What to do: In how many lines of the data does the word "roof" appear? Give the number by itself.

--- START ---

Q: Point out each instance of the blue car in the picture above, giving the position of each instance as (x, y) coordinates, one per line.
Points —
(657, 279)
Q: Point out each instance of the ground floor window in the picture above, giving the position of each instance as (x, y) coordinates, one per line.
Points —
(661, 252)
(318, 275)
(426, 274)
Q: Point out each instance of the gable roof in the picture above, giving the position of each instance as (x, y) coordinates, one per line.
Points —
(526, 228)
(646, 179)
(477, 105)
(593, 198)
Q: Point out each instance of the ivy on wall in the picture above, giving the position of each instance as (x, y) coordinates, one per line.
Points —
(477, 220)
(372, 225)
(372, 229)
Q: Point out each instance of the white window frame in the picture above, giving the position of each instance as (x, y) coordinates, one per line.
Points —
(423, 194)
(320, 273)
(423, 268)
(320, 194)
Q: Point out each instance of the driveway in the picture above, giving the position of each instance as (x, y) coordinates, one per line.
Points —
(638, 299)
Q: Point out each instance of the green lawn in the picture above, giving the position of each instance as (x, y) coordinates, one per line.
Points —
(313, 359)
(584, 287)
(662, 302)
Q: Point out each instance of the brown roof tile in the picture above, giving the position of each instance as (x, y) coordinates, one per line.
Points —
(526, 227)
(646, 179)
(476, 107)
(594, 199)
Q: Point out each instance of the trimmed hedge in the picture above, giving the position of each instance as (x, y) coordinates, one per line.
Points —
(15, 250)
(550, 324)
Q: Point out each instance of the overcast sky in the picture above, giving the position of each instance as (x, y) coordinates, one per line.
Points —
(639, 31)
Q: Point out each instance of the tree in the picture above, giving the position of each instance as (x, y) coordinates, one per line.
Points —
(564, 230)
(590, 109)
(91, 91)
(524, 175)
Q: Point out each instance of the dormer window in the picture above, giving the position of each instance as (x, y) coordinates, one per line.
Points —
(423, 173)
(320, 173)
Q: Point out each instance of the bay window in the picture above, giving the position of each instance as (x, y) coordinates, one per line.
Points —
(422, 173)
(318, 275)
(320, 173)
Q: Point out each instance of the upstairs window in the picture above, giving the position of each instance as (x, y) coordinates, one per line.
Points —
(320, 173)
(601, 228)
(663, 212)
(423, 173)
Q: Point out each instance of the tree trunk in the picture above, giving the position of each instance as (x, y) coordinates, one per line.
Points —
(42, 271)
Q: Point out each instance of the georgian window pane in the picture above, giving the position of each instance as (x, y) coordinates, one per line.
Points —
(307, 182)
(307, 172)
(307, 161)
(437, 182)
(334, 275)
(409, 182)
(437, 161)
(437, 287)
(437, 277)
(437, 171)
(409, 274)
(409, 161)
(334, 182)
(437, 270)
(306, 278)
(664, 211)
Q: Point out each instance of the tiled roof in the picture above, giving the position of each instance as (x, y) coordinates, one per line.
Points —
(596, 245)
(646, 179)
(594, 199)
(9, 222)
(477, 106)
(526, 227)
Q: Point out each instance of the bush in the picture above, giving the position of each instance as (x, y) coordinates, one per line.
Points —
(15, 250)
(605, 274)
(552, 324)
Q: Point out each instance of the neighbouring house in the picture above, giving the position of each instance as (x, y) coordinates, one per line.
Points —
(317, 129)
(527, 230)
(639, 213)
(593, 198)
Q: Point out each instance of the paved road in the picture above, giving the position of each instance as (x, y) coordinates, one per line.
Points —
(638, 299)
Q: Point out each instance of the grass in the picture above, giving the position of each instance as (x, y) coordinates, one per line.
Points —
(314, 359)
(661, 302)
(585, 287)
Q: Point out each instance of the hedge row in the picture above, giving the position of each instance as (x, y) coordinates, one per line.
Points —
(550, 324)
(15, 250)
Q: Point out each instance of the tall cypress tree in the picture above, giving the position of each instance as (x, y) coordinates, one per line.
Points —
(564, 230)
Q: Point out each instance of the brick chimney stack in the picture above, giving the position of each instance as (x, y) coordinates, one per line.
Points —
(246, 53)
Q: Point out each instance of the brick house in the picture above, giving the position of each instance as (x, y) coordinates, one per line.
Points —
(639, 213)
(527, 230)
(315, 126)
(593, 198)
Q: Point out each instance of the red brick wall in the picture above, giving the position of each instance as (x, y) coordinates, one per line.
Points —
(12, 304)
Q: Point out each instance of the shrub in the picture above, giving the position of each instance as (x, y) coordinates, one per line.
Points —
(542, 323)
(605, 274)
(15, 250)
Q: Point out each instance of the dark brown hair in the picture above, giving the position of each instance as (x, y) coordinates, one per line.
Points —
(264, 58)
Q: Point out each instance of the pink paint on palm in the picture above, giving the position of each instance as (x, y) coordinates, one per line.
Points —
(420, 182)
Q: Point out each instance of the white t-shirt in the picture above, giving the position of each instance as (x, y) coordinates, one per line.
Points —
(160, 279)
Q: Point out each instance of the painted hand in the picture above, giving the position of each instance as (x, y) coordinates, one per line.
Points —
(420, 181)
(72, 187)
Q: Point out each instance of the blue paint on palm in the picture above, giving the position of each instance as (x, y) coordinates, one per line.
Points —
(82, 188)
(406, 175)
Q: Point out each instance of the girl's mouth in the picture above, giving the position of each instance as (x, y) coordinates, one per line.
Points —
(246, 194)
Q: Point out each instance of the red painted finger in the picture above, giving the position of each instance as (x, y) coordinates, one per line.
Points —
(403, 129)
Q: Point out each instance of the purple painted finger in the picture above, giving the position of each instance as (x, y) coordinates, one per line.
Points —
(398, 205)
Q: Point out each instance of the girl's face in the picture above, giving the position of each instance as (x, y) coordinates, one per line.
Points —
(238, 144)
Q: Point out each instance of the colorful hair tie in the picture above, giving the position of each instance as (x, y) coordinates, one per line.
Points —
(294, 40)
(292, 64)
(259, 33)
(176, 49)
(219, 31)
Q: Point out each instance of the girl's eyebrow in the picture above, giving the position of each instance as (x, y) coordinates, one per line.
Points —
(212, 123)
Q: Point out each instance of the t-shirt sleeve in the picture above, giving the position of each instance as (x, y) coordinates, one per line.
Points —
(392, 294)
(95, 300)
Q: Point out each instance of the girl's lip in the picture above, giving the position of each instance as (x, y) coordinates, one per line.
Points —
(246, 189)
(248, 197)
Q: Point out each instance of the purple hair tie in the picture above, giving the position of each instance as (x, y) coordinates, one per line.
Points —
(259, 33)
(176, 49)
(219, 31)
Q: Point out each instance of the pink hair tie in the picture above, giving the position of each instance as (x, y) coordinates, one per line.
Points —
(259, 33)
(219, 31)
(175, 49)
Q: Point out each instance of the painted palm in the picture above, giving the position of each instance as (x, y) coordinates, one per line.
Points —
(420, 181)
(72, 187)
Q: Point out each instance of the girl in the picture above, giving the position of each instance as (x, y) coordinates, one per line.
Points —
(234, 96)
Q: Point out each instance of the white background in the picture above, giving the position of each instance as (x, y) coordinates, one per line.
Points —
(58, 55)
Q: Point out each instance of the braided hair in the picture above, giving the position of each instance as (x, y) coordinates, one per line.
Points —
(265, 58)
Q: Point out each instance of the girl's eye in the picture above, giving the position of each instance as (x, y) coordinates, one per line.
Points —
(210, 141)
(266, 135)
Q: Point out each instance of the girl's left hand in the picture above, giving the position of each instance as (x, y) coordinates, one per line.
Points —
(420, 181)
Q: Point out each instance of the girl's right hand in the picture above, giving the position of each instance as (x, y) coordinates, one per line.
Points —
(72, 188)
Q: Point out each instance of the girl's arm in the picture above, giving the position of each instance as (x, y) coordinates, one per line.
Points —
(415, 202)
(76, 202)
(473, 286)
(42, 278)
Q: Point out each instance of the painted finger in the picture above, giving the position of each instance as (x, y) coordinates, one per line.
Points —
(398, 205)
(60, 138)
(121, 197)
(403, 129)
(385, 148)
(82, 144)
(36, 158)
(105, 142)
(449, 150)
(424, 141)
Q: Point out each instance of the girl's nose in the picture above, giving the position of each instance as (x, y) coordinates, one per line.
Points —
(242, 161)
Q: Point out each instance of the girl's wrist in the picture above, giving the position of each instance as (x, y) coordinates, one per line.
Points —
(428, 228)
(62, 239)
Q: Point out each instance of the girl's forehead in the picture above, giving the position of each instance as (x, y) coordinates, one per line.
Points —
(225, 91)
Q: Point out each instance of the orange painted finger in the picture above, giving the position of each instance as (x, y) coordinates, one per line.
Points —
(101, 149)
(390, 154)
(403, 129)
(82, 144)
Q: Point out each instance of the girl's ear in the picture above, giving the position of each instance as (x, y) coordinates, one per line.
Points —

--- END ---

Exercise response: 3